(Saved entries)
>>>
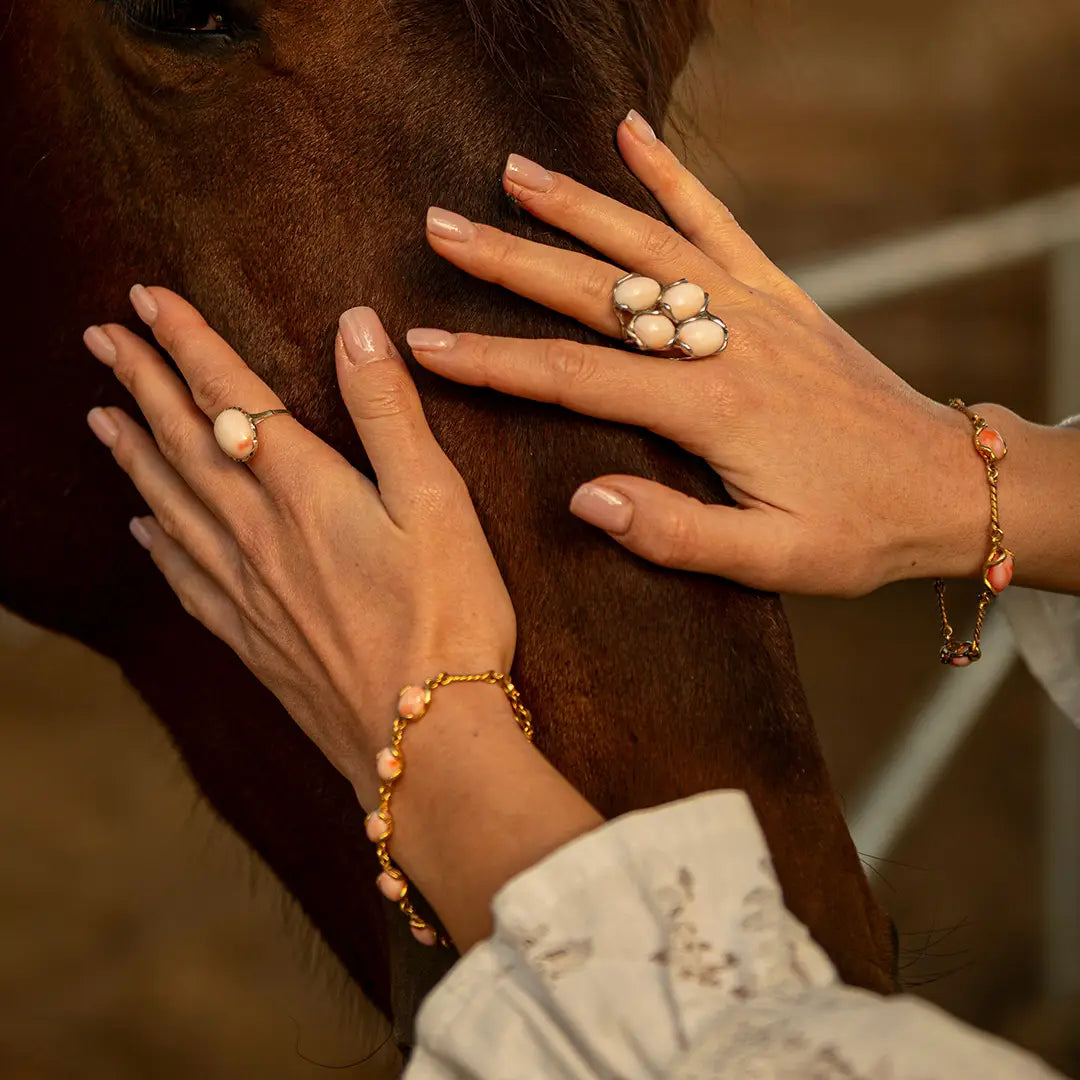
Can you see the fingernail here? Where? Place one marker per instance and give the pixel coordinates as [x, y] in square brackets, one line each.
[640, 129]
[528, 174]
[603, 508]
[145, 305]
[448, 225]
[427, 339]
[99, 345]
[103, 426]
[362, 335]
[140, 532]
<<<
> **Required action**:
Give the data above again, exactly, with every picture removed.

> **Final answer**:
Can you see the fingernail here? Where? Place one marker per instance and give the pixel coordinates as [x, y] in square brackets, one line each.
[640, 129]
[528, 174]
[603, 508]
[145, 305]
[448, 225]
[427, 339]
[99, 345]
[103, 426]
[362, 335]
[140, 532]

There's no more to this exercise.